### TASK DESCRIPTION
Copy out in full each line from the rows below that contains the word "provided".

Image entries on named regions
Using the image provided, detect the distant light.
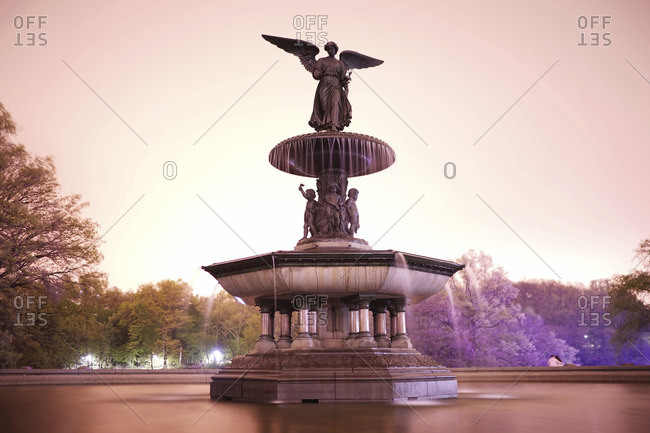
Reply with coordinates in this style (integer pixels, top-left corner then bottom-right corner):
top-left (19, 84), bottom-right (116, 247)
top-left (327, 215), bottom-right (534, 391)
top-left (210, 349), bottom-right (223, 364)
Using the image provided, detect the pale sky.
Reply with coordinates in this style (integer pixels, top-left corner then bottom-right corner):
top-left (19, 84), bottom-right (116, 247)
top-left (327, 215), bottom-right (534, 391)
top-left (0, 0), bottom-right (650, 294)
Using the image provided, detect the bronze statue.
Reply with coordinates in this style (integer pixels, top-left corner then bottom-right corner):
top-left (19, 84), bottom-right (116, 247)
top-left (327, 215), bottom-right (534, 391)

### IN RESPONSE
Using the image provided, detect the distant light.
Using the image provided, detect the pale sky.
Using the image provided, detect the bronze statue.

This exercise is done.